» Exercise brief: Exactly the lines from the one with "Objective: provide one point per instance of the white pitch" through the final line of the entries, and nothing else, should appear in the answer; no pictures go in it.

====== Records to process

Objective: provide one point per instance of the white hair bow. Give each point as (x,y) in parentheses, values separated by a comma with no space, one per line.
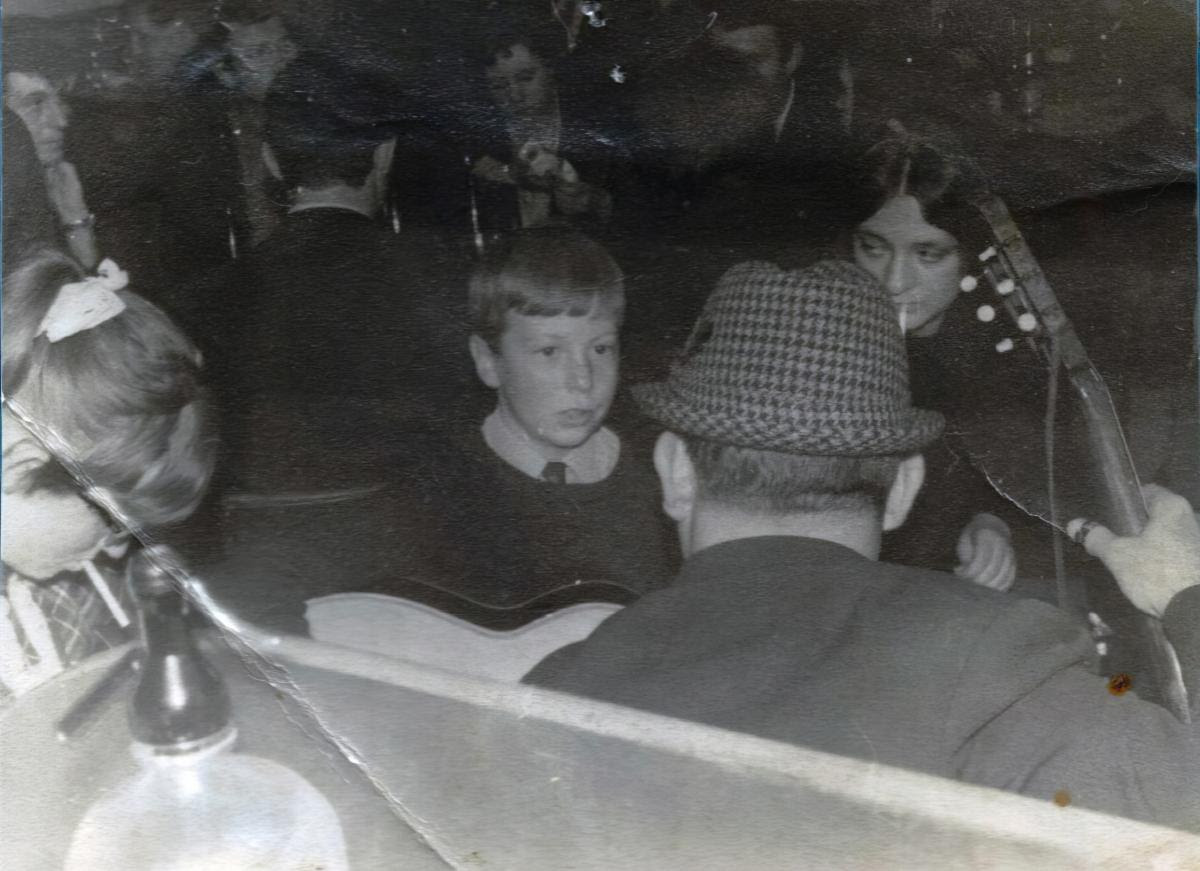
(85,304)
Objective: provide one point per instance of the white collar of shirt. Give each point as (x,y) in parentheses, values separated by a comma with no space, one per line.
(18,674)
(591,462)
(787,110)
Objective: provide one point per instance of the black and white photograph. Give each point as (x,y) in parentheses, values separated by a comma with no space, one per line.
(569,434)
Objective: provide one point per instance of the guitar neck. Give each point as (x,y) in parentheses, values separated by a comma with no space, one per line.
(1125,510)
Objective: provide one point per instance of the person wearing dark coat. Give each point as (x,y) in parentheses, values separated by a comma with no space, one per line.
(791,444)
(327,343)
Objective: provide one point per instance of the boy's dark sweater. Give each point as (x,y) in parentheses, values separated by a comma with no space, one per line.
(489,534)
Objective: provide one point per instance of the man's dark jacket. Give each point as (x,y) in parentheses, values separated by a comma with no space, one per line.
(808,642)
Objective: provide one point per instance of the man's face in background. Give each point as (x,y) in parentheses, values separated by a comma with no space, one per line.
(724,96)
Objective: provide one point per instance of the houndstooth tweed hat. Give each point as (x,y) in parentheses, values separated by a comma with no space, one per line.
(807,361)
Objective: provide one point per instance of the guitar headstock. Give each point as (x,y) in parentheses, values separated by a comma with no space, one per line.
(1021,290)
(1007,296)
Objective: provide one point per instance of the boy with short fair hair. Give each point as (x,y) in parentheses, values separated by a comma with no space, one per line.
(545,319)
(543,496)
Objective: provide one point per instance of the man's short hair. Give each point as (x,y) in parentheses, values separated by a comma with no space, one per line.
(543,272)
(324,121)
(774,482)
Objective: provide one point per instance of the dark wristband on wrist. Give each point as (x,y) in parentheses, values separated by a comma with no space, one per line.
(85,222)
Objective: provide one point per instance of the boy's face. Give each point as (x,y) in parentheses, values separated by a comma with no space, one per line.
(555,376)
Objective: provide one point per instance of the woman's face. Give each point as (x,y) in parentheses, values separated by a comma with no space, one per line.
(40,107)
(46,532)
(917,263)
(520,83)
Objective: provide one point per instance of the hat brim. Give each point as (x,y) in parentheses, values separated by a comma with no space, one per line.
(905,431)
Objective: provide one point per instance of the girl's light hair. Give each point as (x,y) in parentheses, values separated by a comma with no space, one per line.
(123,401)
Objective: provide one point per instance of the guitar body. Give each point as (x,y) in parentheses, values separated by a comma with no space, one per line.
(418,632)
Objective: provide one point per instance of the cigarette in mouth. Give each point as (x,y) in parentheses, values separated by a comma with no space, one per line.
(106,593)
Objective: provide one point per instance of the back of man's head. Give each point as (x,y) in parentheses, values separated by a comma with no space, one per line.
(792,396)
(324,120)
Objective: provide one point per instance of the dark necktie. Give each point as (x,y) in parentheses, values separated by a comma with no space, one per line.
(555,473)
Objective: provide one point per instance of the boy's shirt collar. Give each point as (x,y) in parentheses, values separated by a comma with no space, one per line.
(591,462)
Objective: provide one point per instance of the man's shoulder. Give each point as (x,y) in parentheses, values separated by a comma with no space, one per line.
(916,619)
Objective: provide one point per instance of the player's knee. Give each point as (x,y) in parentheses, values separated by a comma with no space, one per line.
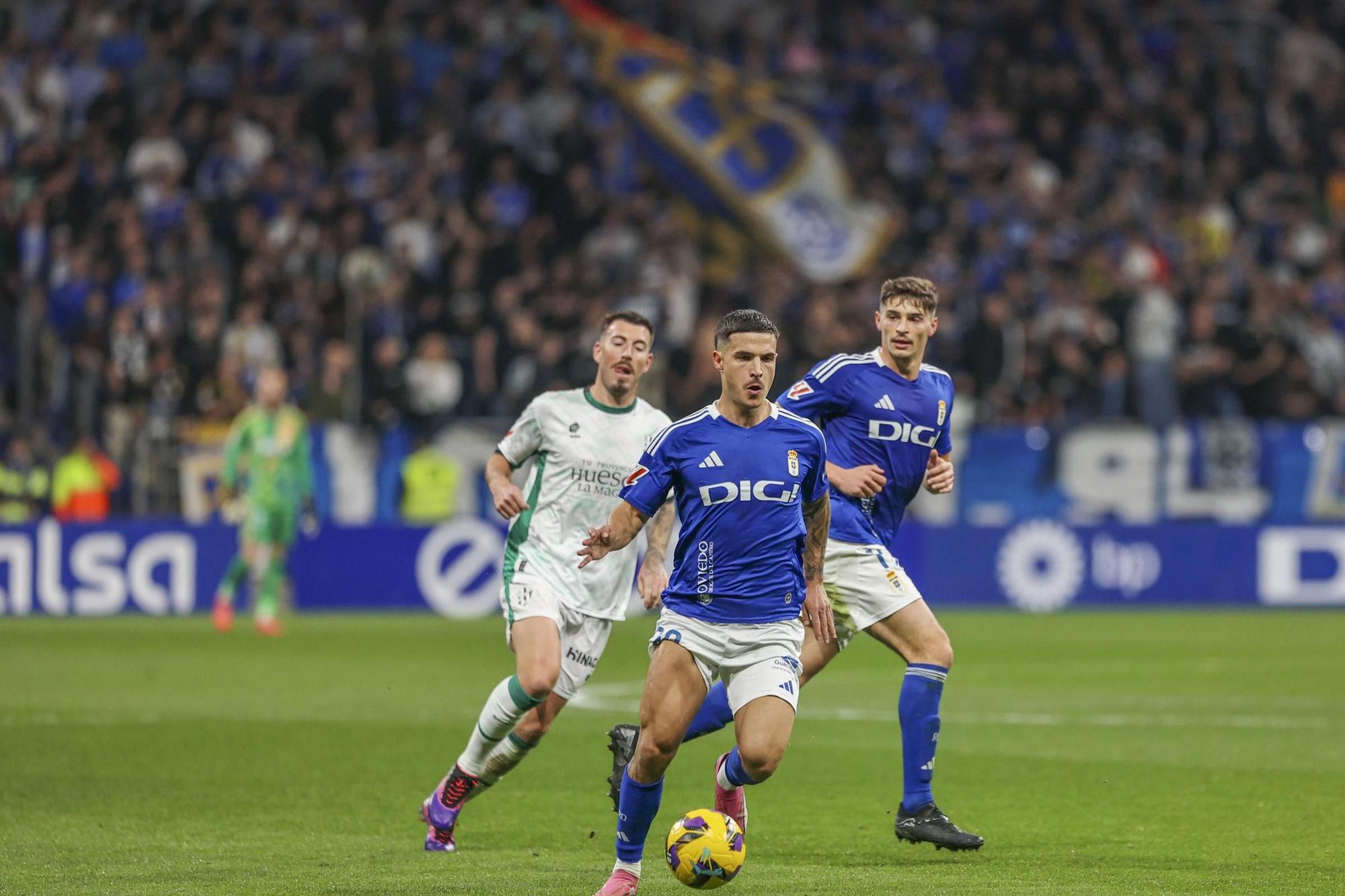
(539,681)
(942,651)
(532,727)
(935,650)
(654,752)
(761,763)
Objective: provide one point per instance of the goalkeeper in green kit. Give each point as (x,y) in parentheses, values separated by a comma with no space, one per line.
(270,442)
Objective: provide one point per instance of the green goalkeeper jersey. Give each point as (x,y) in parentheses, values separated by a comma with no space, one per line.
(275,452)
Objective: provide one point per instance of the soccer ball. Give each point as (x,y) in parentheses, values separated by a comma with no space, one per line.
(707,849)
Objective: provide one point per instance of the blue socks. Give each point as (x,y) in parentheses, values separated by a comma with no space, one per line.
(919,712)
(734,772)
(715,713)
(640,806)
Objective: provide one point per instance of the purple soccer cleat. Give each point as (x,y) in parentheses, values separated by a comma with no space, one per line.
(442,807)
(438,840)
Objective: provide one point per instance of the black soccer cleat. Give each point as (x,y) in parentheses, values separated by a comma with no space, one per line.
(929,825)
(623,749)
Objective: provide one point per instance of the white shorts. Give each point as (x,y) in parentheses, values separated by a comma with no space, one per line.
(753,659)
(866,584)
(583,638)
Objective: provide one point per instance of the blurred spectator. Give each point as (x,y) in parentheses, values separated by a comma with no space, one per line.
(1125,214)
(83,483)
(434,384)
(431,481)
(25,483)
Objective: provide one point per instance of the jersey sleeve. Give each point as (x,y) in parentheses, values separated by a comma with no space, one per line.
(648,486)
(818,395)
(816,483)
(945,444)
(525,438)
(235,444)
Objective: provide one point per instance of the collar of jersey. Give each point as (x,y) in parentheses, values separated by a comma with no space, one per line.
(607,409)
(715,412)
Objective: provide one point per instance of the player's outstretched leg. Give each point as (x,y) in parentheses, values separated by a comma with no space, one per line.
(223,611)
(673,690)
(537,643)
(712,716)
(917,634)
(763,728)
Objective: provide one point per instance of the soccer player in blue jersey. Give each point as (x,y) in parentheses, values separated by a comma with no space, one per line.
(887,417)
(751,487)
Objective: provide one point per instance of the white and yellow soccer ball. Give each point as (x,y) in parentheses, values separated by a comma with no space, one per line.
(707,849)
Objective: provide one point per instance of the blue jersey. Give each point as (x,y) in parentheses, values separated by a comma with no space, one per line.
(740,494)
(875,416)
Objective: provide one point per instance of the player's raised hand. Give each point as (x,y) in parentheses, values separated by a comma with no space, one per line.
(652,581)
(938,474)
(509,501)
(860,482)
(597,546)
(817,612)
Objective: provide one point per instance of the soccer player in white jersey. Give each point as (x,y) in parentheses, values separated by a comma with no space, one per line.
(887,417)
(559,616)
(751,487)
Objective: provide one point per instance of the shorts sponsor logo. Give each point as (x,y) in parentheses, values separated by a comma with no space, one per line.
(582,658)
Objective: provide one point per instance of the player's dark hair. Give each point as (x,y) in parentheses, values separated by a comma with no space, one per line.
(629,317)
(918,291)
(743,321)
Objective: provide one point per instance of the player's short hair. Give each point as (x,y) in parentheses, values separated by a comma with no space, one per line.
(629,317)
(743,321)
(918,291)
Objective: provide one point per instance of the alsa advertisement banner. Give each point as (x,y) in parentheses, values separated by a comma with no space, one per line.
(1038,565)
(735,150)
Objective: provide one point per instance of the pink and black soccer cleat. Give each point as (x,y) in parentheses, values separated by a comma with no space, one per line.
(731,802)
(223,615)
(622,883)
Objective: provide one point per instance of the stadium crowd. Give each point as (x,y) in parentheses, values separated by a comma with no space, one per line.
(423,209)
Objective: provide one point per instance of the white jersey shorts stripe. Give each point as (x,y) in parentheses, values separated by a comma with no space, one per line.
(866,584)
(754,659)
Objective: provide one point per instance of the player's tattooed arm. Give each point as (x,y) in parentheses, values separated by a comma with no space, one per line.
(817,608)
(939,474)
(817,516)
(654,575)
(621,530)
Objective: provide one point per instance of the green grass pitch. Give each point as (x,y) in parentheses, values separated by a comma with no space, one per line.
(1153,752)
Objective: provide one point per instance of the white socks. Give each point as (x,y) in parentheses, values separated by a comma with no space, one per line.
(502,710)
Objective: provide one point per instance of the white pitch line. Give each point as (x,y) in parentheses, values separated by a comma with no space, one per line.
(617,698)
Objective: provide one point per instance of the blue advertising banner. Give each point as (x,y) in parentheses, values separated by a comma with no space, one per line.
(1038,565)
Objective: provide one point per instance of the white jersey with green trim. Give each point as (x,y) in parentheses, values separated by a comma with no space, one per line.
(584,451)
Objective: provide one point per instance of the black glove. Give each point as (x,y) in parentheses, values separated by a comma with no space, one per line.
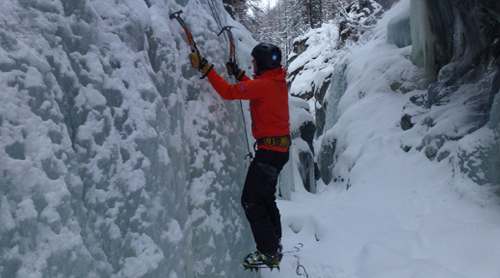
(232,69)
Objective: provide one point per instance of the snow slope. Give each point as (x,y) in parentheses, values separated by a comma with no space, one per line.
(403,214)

============

» Answer for the task:
Objective: provide one point per instance of the white pitch line. Give each point as (x,y) in parentheses, values separated by a comma with no space, one per line.
(617,698)
Objective: provide one point per instance of the blue advertising banner. Give each point as (x,y) in parentheses, values separated by a comma with no space, one per line.
(1038,565)
Objective: provide one point per instance of the white jersey with green trim. Give each point as (x,y) in parentheses, values separated by a comma with no space, one per line.
(584,451)
Objective: provide one point per instance of the black glove. Give each point as (x,y) in parentheses, values separated by a comma with no space, one per line.
(232,69)
Objective: provide one point per instance of the snow slope. Give each point as (x,y) in parentheses, values separated by a comma with no space, one per line.
(403,214)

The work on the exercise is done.